▶ SUPPLIED RECORDS

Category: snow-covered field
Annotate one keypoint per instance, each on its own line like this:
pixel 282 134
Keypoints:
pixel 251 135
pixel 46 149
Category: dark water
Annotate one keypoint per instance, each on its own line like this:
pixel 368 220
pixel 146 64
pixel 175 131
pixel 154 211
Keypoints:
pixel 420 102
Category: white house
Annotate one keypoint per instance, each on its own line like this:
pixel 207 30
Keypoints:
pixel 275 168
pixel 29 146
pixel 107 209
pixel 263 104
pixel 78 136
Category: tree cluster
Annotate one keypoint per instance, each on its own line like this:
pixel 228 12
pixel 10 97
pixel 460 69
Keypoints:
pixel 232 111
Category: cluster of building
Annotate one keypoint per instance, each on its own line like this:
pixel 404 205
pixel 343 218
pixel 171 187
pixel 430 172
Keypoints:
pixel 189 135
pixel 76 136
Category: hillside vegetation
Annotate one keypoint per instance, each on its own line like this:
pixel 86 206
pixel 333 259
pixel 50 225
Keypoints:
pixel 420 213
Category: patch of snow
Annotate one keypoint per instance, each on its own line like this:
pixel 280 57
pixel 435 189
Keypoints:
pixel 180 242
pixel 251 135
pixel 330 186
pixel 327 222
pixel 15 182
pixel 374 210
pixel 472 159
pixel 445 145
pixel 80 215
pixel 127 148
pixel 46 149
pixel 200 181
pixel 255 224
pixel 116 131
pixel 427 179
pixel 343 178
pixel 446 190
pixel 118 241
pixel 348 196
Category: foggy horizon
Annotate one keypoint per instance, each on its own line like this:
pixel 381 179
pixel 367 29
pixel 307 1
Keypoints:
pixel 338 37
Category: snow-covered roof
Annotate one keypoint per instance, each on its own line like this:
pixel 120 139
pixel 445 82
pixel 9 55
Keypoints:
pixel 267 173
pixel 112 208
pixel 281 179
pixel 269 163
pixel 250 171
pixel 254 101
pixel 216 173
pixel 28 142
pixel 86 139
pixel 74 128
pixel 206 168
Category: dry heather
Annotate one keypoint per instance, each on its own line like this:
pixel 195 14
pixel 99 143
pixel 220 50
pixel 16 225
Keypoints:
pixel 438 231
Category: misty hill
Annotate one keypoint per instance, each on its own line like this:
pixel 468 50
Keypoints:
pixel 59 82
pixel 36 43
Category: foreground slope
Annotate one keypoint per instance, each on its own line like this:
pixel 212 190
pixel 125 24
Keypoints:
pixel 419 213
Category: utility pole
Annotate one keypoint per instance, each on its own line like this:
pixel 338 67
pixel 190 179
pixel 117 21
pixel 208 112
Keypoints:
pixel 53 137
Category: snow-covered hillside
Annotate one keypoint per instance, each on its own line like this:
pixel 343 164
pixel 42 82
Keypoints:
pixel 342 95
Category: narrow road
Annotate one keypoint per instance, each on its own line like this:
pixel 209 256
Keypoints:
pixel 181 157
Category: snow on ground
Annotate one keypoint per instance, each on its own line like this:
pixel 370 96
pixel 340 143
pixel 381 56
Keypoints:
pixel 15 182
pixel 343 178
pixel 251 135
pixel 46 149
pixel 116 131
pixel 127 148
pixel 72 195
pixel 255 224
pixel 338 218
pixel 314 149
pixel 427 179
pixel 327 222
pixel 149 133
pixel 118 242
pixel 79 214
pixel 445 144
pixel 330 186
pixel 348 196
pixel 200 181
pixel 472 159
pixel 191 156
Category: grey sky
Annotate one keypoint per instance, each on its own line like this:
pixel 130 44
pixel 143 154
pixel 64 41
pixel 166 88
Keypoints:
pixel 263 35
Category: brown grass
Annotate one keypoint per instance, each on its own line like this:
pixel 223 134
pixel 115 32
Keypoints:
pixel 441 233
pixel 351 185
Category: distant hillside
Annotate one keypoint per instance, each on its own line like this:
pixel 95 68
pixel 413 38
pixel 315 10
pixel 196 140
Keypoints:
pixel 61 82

▶ WRITTEN TASK
Please edit the items above by changing every "Category" to "Class". Leave everything else unchanged.

▶ TASK OUTPUT
Class: snow-covered field
Annotate one keypoint per instance, each on its own line like this:
pixel 282 134
Keypoints:
pixel 251 135
pixel 46 149
Class: dark water
Annotate one keypoint per instance, each on its own line like this:
pixel 368 220
pixel 146 64
pixel 175 131
pixel 154 211
Keypoints:
pixel 420 102
Class: white house
Annotate one keypoint per instance, each on its own line like this:
pixel 207 30
Keypoints:
pixel 275 168
pixel 29 146
pixel 107 209
pixel 263 104
pixel 78 136
Class: tree cluster
Annotate one keypoint per instance, each on its own line like this:
pixel 228 12
pixel 10 97
pixel 460 69
Keypoints:
pixel 232 111
Class: cluster of building
Annotate one keypoint per instance, each on its own line like this:
pixel 404 205
pixel 343 218
pixel 171 187
pixel 430 172
Keypoints:
pixel 189 135
pixel 76 136
Class: hillside vegetation
Annotate one keypoint per instance, each on its own line like this:
pixel 86 206
pixel 333 259
pixel 50 225
Keypoints:
pixel 420 213
Class: patch of snow
Annotate one keypoint per instance, each on its own line like this:
pixel 280 57
pixel 435 189
Keypoints:
pixel 180 242
pixel 251 135
pixel 330 186
pixel 327 222
pixel 15 182
pixel 374 210
pixel 472 159
pixel 445 145
pixel 80 215
pixel 127 148
pixel 46 149
pixel 200 181
pixel 255 224
pixel 116 131
pixel 427 179
pixel 343 178
pixel 446 190
pixel 118 241
pixel 348 196
Class: foggy horizon
Annotate one keypoint per instance, each on its own line like this:
pixel 381 179
pixel 367 29
pixel 307 1
Keypoints:
pixel 338 37
Class: snow-covered roof
Annotate one keypoint per instance, each on its own line like this:
pixel 120 139
pixel 445 82
pixel 9 55
Keypoints:
pixel 267 173
pixel 112 208
pixel 281 179
pixel 269 163
pixel 250 171
pixel 254 101
pixel 216 173
pixel 28 142
pixel 86 139
pixel 74 128
pixel 206 168
Class: dry heather
Annotate one keypoint per instance, each on its own line like this:
pixel 195 14
pixel 99 143
pixel 220 50
pixel 16 225
Keypoints:
pixel 438 231
Class: misty hill
Annotate one keypoint per instance, each on its own line like this:
pixel 468 50
Keypoints:
pixel 59 82
pixel 36 43
Class: foreground slope
Annotate one keypoint per instance, each on its own line like this:
pixel 212 190
pixel 125 24
Keypoints:
pixel 419 213
Class: utility pole
Annotate one keypoint per instance, each on its own line like this:
pixel 338 67
pixel 190 179
pixel 117 21
pixel 208 112
Keypoints:
pixel 53 137
Class: snow-covered hillside
Annotate one keypoint per instance, each on its own line like this:
pixel 343 164
pixel 42 82
Keypoints:
pixel 342 95
Class: narrow road
Annotate one keypoint per instance, each on its own line like this:
pixel 209 256
Keypoints:
pixel 181 157
Class: snow on ground
Annotate one keypoint per instance, each on its own line like this:
pixel 370 96
pixel 340 143
pixel 381 56
Keypoints:
pixel 15 182
pixel 343 178
pixel 251 135
pixel 46 149
pixel 116 131
pixel 127 148
pixel 72 195
pixel 255 224
pixel 338 218
pixel 314 149
pixel 427 179
pixel 327 222
pixel 149 133
pixel 118 242
pixel 79 214
pixel 445 144
pixel 330 186
pixel 348 196
pixel 200 181
pixel 472 159
pixel 191 156
Class: grey sky
Annotate one keypoint per instance, each on its own line like this:
pixel 130 44
pixel 143 154
pixel 64 41
pixel 166 88
Keypoints:
pixel 263 35
Class: brown grass
Annotate one keypoint per instance, each on its own line like this:
pixel 223 134
pixel 115 32
Keypoints:
pixel 441 233
pixel 351 185
Class: distant hillside
Annotate one keypoint per instance, each on its own line like this:
pixel 95 68
pixel 413 38
pixel 315 10
pixel 196 140
Keypoints:
pixel 61 82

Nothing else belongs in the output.